Given data section start

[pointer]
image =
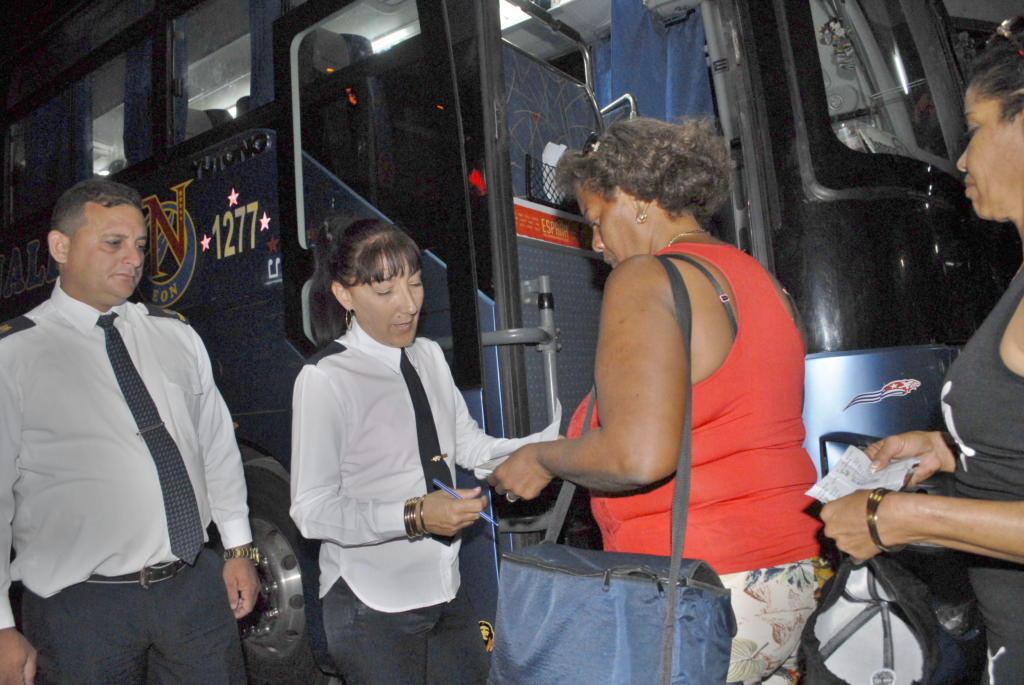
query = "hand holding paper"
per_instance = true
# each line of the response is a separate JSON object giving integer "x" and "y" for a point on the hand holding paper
{"x": 853, "y": 472}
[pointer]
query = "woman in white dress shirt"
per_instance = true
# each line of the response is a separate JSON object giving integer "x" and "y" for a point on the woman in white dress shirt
{"x": 393, "y": 609}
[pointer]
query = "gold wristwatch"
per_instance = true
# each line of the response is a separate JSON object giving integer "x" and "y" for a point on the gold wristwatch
{"x": 244, "y": 552}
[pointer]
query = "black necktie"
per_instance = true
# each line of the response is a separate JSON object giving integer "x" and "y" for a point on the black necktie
{"x": 183, "y": 523}
{"x": 426, "y": 431}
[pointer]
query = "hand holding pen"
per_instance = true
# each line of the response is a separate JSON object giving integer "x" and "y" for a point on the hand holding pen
{"x": 451, "y": 491}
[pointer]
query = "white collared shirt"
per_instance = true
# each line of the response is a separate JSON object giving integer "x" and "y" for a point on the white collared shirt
{"x": 76, "y": 478}
{"x": 355, "y": 460}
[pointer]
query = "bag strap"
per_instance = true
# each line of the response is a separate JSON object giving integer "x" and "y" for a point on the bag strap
{"x": 723, "y": 297}
{"x": 567, "y": 489}
{"x": 681, "y": 497}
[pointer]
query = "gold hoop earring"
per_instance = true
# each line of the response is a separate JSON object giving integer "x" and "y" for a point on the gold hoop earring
{"x": 642, "y": 213}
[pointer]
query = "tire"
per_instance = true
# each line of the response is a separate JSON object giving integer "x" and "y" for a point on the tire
{"x": 274, "y": 638}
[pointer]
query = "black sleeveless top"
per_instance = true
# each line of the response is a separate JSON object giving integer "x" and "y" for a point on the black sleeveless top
{"x": 983, "y": 407}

Given data section end

A faithful copy of each entry is required, and no picture may be carried into it.

■ Written reply ■
[pointer]
image =
query = "hand holding paper"
per_instance = true
# each line of the response is a separate JSON object giving integer "x" and "y" for a point on the hand holding paper
{"x": 853, "y": 472}
[pointer]
query = "woman in white dress shirt"
per_instance = true
# each line of the response is a separate JSON object giving integer "x" and "y" for a point on the woman in white dress shirt
{"x": 393, "y": 609}
[pointer]
query = "gold wristwatch"
per_instance = true
# each line of the response is a separate JSON object giving integer "x" and "y" for a point on the gold wristwatch
{"x": 244, "y": 552}
[pointer]
query = "black necktie"
per_instance = true
# each line of the response is a separate JSON object giving integer "x" and "y" for a point on the black necktie
{"x": 183, "y": 523}
{"x": 426, "y": 431}
[pointer]
query = "hand holding pen"
per_instance = true
# each line of the response is a separate JSON object giving integer "x" and "y" for a point on the hand holding pen
{"x": 451, "y": 491}
[pointer]
query = "white collared shirt"
per_instance = true
# each line of the response is a separate JSON object giving integer "x" and "y" for a point on the white collared shirt
{"x": 76, "y": 478}
{"x": 355, "y": 460}
[pointer]
query = "bag strap"
per_instance = true
# each line of the response is a separate JSON object giving integer "x" and "y" for a point on the bag strap
{"x": 723, "y": 297}
{"x": 567, "y": 489}
{"x": 681, "y": 497}
[pointer]
query = "gold hoop earring"
per_instance = true
# each line of the response is a separate JSON object giving integer "x" and "y" for a point on the gold hoop earring
{"x": 642, "y": 213}
[pointer]
query = "tire"
per_instance = true
# each line of the response is a separate JSON object giving integer "x" and "y" for a point on the tire
{"x": 274, "y": 638}
[pointer]
query = "black sleeveless top"
per_instance = true
# each line of the response is a separate JSON object giving integer "x" and "y" for a point on the black sleeveless top
{"x": 983, "y": 407}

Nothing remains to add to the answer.